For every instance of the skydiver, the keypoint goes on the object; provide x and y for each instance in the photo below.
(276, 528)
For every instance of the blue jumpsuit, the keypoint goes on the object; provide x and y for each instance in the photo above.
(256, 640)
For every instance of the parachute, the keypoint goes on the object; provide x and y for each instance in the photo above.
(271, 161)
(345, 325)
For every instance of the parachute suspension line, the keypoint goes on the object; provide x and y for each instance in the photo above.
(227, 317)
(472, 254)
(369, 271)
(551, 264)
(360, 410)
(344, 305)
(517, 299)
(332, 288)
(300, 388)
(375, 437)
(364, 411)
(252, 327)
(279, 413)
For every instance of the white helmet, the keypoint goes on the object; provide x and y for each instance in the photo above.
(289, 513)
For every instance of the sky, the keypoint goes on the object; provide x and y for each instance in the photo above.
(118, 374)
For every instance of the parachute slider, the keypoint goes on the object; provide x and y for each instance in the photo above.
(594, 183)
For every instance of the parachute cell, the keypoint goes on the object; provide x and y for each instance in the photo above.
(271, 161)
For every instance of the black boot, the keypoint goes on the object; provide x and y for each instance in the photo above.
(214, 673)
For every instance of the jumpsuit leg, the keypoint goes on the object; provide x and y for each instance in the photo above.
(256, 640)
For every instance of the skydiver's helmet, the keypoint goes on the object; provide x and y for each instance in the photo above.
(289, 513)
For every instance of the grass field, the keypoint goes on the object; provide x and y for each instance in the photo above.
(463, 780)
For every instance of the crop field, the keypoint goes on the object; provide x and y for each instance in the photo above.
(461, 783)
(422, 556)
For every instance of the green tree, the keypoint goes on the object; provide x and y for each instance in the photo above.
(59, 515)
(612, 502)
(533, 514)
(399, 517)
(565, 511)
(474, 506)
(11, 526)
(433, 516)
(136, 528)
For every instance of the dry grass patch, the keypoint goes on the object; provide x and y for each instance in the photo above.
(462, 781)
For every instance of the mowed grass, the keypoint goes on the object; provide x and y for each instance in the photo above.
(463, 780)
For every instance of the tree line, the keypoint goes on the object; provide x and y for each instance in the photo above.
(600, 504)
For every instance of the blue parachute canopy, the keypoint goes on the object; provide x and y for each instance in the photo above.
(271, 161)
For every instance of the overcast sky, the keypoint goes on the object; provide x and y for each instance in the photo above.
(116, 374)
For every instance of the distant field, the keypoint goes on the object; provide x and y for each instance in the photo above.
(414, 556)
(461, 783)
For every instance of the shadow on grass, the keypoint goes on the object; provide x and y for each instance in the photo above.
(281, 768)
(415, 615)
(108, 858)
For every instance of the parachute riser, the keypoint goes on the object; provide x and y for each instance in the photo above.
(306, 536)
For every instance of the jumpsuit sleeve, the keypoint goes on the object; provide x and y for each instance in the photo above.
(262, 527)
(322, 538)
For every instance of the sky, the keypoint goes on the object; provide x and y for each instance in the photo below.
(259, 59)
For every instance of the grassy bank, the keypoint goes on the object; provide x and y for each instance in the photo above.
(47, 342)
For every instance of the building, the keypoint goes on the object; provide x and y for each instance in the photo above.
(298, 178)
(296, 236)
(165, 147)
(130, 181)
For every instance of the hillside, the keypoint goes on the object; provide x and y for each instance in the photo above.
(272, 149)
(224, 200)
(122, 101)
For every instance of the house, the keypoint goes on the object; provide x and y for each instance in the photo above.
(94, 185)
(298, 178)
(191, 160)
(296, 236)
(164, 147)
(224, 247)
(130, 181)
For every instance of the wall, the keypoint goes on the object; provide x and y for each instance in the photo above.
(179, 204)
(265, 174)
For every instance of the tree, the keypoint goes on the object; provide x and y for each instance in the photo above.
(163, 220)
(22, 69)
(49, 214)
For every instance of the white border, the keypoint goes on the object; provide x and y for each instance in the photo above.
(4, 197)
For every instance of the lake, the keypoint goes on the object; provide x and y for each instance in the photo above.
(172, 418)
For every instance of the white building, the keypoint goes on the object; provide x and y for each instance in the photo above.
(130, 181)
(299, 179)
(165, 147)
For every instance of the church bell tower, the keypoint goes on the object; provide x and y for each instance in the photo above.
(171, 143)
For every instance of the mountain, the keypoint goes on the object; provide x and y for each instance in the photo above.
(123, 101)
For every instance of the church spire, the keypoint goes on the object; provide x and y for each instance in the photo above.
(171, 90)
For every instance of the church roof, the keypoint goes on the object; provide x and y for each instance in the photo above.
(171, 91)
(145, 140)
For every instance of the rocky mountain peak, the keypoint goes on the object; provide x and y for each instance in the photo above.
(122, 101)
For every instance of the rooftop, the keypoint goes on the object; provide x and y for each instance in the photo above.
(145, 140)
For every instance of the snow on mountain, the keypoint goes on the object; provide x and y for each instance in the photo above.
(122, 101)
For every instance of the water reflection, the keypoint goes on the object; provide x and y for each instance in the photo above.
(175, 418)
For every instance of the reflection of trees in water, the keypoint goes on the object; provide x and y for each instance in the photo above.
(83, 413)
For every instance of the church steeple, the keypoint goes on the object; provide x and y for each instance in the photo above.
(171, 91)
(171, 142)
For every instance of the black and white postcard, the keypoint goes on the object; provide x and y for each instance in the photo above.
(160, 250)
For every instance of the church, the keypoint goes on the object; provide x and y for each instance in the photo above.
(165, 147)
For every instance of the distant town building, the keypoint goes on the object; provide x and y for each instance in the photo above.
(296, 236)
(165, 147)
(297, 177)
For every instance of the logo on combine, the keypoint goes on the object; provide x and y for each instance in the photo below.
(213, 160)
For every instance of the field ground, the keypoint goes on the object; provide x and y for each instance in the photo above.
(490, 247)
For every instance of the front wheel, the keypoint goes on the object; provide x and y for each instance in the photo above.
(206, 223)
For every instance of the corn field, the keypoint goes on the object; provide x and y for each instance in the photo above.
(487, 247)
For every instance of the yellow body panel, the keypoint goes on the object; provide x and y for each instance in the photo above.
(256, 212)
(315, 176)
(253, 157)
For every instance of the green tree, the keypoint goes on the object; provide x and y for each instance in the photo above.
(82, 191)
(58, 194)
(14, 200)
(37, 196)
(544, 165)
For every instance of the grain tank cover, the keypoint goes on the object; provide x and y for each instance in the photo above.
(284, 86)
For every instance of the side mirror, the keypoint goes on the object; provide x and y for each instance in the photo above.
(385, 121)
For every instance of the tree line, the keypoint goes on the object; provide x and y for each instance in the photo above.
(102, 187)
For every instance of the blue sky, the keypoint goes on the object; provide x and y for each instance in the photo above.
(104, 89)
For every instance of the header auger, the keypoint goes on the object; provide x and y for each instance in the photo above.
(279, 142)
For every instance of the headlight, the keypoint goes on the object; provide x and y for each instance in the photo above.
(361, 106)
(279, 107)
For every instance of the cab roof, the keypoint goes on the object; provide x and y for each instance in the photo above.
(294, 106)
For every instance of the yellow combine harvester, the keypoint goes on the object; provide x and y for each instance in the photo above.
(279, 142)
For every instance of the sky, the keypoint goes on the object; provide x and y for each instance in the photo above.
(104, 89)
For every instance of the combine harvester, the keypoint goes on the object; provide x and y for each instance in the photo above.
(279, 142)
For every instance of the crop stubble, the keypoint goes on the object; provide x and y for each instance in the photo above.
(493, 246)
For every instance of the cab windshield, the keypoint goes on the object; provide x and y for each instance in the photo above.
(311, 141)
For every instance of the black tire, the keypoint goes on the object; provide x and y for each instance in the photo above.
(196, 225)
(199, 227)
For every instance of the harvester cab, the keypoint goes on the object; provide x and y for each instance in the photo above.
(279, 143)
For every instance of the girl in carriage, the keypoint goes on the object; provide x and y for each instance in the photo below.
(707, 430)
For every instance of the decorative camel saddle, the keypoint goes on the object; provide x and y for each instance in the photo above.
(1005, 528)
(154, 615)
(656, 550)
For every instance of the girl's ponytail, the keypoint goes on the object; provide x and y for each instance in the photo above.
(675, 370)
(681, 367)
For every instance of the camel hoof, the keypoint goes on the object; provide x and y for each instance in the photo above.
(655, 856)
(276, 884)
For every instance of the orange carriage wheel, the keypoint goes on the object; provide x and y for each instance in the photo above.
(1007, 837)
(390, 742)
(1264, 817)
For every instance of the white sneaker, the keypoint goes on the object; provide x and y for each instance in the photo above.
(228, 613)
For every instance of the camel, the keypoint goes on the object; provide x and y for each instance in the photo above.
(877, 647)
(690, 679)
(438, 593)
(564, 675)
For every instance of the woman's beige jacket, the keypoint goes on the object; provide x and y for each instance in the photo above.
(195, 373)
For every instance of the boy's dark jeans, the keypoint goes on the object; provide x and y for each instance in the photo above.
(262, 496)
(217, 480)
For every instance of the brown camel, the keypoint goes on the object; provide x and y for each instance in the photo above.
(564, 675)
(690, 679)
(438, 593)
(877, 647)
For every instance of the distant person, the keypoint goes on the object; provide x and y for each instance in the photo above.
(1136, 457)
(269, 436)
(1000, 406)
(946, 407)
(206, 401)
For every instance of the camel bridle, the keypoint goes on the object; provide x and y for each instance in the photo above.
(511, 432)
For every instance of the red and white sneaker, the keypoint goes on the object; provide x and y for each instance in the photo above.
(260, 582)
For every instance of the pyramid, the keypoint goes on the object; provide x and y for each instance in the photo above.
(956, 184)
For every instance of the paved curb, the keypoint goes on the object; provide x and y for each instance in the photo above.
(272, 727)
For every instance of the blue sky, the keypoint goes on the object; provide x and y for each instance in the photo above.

○ ○ ○ ○ ○ ○ ○

### [Work instructions]
Give the lines from the one containing "For every instance of the red" through the end of the entries again, exactly as written and with no other lines.

### [Worked solution]
For every instance of the red and white sneaker, the keypoint goes on the object; provide x and y for each instance in the photo above.
(260, 582)
For every instance of the pyramid, the keypoint goes on the object; provide x and y for each instance in the photo above.
(956, 184)
For every instance of the paved curb, the keypoint goes on the object; provide x and y for each instance in the photo above.
(272, 727)
For every instance of the blue sky, the keypoint goes on the object; provide x and y for each instance in the photo above.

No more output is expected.